◆ What is being asked: From the listing below, keep only the lines that contain the string "gold" and copy each of them.

Stored entries
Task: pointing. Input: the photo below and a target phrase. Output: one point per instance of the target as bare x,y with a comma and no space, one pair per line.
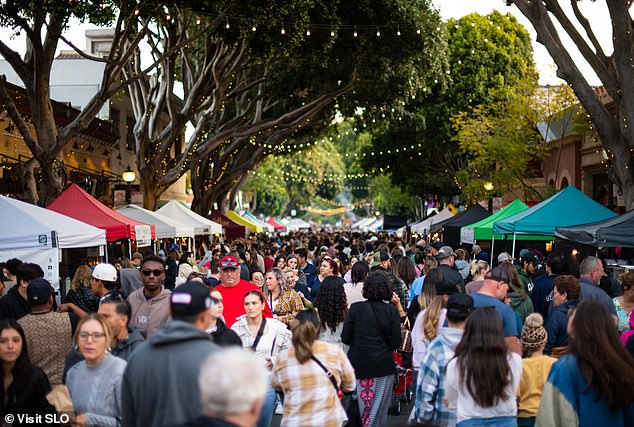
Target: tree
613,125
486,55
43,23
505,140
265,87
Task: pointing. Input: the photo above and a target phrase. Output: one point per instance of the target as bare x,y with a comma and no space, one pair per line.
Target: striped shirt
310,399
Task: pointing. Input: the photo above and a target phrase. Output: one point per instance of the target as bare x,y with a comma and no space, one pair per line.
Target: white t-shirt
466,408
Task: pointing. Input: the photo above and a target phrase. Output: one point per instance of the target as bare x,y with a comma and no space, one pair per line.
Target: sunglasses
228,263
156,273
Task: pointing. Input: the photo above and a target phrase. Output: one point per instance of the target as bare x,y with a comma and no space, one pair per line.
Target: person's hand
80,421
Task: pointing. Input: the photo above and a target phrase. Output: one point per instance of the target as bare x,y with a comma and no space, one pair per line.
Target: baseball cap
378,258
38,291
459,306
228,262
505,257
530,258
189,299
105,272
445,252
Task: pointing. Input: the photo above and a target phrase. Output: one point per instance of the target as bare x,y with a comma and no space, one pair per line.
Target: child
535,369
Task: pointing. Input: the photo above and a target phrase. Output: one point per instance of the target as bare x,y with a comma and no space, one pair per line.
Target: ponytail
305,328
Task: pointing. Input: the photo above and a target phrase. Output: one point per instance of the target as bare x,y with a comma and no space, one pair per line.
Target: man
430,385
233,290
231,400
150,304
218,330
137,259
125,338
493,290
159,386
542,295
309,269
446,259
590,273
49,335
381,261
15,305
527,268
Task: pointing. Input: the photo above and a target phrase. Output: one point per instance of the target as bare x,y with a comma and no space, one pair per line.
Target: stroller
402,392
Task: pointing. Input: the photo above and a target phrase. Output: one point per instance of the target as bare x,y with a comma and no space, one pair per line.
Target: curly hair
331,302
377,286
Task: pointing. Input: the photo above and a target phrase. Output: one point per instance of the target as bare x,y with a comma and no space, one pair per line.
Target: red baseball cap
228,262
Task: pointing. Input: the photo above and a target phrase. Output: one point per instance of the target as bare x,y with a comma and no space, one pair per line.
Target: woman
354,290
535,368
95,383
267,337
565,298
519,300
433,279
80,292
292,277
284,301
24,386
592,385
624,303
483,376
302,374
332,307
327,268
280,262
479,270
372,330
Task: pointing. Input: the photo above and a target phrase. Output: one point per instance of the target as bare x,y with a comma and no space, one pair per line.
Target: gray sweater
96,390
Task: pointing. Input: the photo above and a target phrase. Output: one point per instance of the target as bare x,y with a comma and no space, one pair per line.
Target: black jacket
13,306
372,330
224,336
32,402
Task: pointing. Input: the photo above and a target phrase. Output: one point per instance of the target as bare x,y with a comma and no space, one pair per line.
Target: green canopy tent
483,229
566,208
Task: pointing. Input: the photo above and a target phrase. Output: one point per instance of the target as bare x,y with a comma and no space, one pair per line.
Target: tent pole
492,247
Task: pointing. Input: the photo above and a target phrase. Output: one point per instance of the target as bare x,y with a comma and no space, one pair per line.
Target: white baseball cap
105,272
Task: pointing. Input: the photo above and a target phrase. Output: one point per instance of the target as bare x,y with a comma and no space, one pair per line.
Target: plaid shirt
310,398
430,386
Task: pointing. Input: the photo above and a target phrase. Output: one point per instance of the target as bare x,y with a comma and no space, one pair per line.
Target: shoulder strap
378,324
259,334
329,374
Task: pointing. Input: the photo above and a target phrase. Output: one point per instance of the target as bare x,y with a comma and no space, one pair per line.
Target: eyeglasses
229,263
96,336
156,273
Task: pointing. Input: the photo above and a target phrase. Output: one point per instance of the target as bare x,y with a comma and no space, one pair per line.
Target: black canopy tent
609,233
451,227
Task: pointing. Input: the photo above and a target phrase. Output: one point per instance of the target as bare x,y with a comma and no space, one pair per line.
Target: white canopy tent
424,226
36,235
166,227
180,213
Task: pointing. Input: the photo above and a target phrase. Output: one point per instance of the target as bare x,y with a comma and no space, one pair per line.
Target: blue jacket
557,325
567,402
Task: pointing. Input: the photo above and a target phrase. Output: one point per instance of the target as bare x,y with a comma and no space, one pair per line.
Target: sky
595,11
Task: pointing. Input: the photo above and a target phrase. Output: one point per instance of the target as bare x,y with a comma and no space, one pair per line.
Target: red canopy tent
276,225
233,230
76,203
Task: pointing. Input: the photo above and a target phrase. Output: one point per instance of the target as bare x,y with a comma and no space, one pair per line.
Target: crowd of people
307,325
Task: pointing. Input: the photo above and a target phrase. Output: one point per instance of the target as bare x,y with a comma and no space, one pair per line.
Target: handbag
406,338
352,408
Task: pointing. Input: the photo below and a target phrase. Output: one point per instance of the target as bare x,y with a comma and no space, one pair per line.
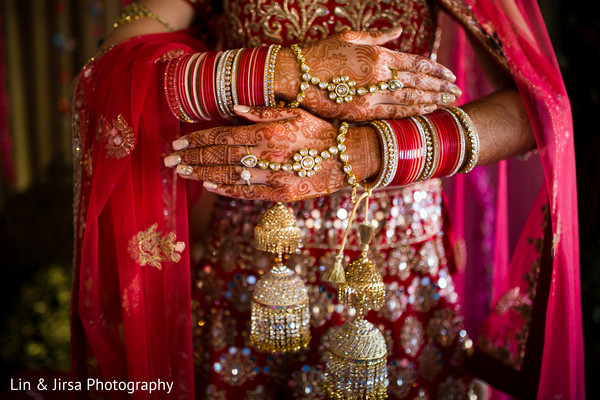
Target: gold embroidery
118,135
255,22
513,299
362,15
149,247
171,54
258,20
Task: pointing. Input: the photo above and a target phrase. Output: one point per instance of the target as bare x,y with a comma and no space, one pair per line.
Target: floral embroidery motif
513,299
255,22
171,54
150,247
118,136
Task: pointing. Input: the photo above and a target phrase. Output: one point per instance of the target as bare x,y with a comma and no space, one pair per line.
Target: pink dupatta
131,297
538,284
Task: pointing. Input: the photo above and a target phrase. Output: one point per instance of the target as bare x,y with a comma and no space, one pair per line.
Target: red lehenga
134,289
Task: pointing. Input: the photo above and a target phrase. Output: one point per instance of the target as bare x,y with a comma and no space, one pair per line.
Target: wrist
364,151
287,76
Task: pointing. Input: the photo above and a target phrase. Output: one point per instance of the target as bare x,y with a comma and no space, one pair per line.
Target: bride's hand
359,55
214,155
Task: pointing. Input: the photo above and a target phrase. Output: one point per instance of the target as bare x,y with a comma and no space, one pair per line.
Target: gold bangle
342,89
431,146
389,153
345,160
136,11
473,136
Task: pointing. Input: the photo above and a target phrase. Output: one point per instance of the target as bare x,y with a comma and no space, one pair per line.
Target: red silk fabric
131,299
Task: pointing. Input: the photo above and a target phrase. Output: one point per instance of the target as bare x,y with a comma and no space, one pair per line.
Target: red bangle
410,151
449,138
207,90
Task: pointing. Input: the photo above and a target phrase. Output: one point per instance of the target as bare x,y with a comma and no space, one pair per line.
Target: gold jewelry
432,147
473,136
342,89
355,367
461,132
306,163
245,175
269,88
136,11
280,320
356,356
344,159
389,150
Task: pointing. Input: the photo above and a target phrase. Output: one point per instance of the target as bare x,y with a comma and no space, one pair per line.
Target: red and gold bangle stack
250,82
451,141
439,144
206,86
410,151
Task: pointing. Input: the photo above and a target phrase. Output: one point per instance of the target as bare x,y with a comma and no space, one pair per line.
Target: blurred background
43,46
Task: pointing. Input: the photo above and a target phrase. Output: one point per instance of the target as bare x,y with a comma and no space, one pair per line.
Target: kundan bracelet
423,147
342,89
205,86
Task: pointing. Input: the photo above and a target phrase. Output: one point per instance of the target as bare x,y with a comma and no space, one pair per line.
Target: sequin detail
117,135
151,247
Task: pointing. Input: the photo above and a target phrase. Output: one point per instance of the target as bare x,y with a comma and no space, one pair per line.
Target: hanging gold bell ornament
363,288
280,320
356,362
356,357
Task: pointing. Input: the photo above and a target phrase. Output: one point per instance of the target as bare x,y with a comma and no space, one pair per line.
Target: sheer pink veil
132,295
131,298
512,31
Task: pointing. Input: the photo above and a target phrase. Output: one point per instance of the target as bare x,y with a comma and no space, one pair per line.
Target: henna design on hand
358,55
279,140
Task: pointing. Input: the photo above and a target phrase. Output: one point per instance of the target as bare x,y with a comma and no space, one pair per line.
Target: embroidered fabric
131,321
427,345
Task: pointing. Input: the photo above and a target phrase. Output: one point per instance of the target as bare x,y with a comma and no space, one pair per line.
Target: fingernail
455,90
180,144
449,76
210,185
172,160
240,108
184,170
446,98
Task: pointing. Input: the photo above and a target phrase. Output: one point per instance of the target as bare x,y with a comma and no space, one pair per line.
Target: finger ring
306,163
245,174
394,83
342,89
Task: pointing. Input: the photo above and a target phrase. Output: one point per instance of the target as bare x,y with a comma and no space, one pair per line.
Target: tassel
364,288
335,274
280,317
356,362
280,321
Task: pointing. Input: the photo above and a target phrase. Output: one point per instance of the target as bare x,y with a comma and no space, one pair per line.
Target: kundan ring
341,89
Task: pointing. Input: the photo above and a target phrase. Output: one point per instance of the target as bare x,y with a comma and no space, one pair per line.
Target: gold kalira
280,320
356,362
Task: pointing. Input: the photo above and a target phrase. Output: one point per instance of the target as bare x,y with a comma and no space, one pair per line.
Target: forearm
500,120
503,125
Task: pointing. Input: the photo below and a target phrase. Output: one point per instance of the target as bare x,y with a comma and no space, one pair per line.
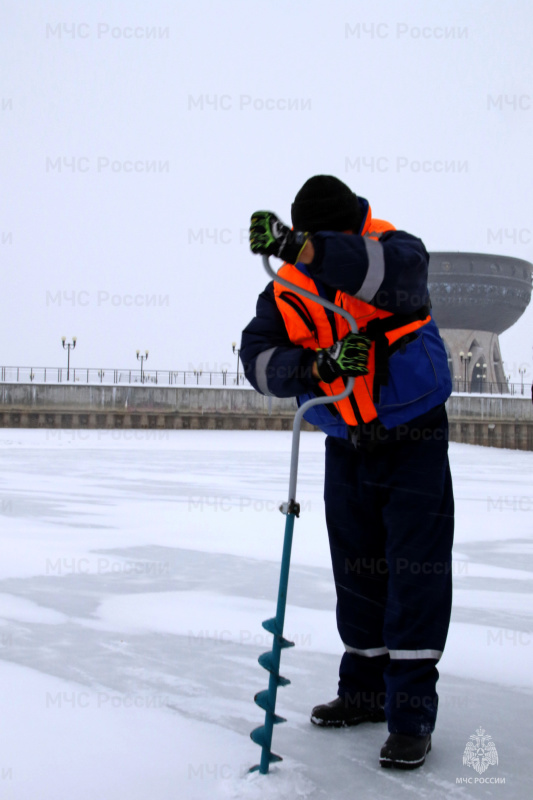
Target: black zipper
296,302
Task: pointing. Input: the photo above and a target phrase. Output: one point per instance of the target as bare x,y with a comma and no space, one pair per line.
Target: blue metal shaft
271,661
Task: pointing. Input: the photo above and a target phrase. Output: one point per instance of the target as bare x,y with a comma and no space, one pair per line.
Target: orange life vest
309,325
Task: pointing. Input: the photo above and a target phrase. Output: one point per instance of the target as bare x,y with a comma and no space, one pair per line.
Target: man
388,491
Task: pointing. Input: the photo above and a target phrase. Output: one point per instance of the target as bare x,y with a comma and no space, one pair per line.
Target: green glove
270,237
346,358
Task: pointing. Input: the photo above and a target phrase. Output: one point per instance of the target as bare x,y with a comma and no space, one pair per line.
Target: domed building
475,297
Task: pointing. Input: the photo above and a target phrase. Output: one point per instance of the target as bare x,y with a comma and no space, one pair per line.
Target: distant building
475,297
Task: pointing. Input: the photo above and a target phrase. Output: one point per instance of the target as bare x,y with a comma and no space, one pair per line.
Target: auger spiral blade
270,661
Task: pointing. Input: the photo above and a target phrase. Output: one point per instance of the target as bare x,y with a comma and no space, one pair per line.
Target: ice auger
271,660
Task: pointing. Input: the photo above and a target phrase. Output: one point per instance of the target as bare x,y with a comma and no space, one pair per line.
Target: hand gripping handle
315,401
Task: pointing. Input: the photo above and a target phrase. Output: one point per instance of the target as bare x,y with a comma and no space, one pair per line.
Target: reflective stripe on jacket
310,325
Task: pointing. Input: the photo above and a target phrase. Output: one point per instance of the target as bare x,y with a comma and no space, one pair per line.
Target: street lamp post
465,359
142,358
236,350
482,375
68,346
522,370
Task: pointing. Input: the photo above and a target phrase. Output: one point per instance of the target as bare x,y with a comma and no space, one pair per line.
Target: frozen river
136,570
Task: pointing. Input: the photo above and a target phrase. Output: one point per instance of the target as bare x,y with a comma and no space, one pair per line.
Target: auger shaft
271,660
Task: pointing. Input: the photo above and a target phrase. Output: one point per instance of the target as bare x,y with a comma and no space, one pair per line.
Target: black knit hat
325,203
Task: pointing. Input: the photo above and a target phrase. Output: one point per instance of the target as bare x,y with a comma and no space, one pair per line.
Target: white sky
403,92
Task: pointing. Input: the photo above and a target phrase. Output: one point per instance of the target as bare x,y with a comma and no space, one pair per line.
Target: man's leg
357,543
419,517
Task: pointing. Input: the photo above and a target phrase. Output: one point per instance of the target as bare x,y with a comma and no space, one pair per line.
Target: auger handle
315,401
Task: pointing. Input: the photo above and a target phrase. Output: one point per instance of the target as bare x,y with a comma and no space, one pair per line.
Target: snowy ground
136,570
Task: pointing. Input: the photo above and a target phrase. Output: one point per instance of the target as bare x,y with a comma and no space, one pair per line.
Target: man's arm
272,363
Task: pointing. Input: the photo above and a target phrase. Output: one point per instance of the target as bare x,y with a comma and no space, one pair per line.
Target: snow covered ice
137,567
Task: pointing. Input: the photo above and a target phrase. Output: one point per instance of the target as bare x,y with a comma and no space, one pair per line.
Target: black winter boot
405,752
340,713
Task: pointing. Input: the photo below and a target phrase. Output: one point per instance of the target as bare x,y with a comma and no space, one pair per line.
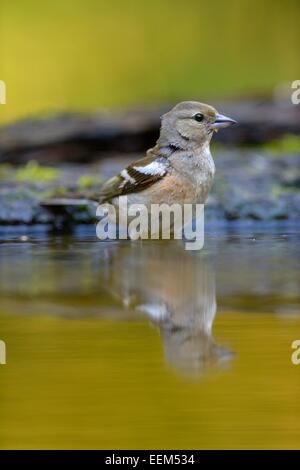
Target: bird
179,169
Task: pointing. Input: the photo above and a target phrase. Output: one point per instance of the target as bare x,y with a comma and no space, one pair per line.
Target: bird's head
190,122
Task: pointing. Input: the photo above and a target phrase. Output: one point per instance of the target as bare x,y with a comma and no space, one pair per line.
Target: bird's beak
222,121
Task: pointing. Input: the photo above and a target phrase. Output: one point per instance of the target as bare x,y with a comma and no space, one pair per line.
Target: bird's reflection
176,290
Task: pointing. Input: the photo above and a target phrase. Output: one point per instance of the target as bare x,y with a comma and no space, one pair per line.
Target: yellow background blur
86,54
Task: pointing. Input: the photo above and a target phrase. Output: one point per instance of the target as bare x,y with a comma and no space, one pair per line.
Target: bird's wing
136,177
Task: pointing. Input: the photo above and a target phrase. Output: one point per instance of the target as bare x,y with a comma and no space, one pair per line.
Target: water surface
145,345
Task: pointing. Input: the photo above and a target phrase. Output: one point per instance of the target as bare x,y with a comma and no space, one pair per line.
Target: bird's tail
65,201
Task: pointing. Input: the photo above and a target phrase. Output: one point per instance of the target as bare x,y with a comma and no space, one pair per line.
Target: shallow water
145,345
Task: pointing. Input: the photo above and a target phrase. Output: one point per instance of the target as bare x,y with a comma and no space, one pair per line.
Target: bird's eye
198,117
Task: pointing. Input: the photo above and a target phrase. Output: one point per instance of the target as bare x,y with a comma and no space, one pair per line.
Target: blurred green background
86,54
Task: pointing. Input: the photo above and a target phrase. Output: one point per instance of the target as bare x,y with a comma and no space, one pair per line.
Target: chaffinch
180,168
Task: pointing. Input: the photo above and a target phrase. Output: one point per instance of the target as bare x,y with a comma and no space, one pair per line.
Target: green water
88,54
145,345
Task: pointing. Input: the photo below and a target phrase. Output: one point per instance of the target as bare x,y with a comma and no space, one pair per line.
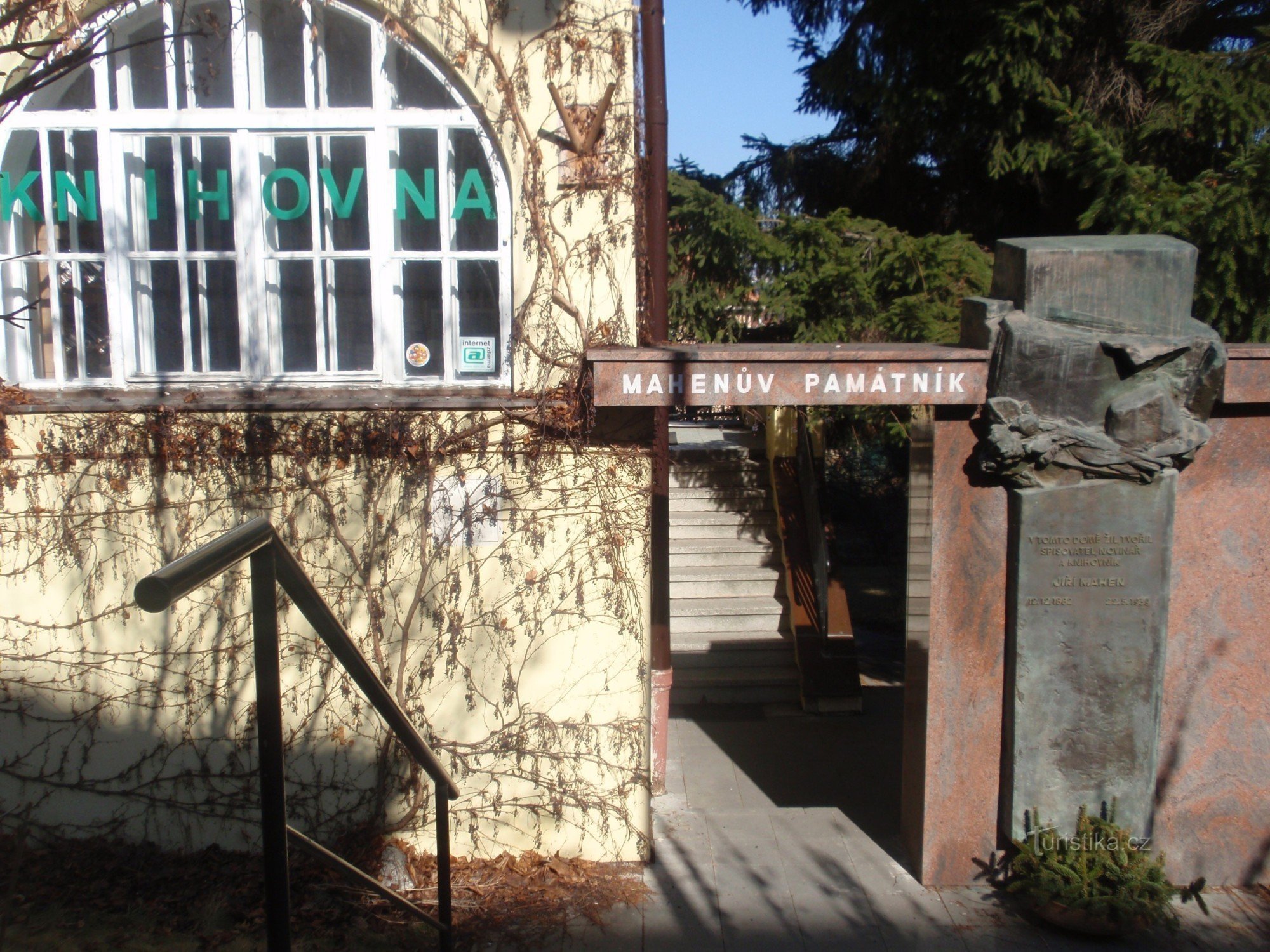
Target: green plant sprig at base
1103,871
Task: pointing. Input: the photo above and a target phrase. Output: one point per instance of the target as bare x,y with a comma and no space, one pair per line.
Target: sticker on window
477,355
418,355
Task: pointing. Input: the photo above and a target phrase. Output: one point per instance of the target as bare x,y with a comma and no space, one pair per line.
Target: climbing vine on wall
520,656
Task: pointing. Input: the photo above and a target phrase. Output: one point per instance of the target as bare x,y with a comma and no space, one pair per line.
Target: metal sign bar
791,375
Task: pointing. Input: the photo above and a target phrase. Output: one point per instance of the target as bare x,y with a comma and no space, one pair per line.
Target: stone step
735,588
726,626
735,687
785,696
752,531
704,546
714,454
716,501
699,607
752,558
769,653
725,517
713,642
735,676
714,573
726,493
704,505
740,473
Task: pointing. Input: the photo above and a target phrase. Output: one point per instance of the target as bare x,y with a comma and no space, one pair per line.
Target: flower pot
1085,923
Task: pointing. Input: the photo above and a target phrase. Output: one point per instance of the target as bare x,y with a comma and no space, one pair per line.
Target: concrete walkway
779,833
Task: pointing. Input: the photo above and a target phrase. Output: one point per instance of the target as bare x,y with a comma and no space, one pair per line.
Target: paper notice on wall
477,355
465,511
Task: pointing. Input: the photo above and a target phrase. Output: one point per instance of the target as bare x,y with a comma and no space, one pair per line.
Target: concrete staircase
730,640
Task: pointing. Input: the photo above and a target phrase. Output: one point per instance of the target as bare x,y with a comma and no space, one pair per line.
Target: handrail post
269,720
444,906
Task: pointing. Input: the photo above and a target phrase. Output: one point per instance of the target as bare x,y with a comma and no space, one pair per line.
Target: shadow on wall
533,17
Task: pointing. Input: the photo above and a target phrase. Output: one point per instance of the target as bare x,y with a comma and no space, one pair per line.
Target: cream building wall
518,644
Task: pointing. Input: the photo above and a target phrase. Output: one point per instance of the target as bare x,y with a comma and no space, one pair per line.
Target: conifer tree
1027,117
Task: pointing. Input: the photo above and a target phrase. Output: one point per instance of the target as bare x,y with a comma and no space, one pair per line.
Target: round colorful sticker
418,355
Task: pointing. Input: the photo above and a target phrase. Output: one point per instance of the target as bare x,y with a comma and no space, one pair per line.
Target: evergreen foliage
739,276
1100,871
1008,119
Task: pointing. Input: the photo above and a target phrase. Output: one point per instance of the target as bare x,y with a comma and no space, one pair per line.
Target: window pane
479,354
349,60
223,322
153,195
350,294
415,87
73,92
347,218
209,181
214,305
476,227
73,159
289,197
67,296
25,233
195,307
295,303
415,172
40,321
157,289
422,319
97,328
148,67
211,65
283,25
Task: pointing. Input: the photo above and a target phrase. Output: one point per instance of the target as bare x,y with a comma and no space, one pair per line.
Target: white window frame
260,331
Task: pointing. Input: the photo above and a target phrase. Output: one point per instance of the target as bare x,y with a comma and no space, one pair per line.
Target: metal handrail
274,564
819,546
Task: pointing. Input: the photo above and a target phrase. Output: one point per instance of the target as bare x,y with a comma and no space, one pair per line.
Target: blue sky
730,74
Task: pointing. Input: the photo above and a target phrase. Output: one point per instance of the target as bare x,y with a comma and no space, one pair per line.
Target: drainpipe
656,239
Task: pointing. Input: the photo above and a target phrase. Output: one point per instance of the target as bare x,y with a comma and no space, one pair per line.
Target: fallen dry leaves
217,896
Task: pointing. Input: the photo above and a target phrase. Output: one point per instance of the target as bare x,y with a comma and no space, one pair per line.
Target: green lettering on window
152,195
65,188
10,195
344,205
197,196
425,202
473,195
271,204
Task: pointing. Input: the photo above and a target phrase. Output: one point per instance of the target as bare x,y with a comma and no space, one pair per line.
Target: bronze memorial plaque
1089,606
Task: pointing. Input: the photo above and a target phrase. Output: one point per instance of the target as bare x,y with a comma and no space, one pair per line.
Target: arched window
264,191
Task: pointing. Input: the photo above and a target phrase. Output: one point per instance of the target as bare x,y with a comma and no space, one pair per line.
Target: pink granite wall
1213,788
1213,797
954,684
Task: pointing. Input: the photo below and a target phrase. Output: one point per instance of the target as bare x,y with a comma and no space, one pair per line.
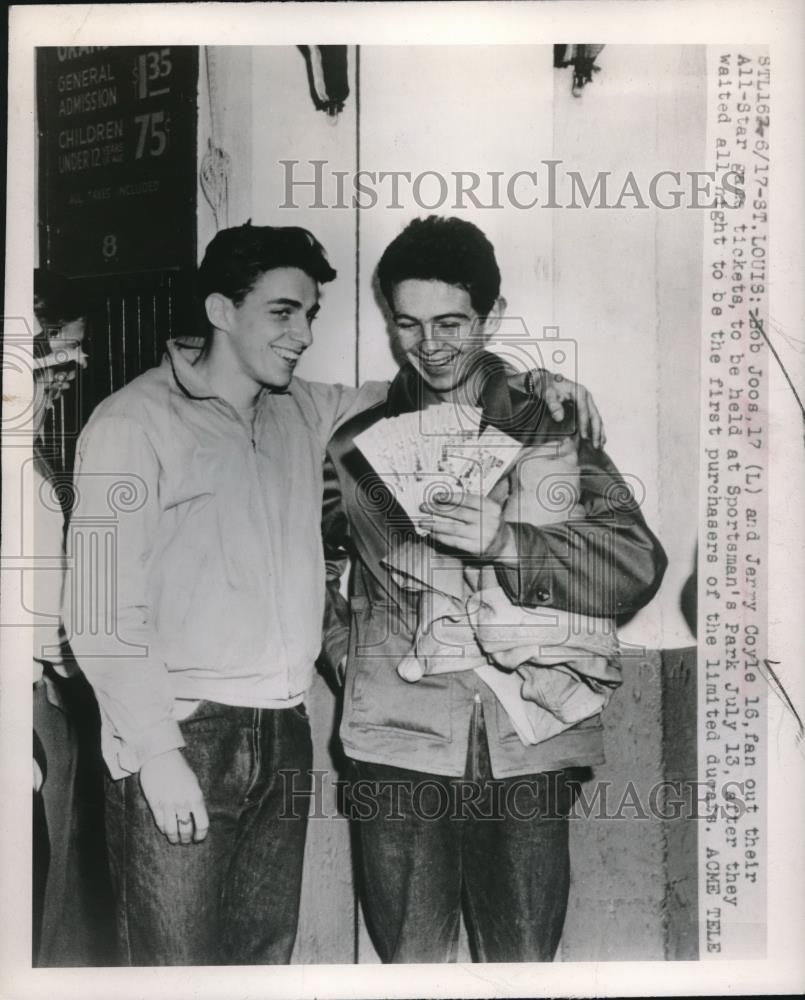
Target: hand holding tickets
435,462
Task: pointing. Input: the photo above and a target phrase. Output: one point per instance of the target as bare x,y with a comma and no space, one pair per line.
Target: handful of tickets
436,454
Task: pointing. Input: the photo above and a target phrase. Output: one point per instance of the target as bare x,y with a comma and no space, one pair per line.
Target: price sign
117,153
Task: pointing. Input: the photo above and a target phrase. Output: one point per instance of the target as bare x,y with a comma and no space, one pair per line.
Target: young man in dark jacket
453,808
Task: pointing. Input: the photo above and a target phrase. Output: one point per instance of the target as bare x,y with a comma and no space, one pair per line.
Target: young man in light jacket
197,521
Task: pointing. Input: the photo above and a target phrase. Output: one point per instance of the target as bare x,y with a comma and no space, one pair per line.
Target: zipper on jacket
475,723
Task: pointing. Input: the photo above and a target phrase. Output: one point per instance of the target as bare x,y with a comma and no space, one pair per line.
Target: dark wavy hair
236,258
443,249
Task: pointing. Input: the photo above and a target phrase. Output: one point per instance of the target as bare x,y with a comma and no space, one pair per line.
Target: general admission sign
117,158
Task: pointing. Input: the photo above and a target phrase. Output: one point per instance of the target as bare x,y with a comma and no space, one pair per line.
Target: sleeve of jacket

◆ Solved problem:
Target: gold embroidery
Target: gold bangle
Target: gold jewelry
Target: red and gold bangle stack
Target: hanging gold bell ornament
Target: gold kalira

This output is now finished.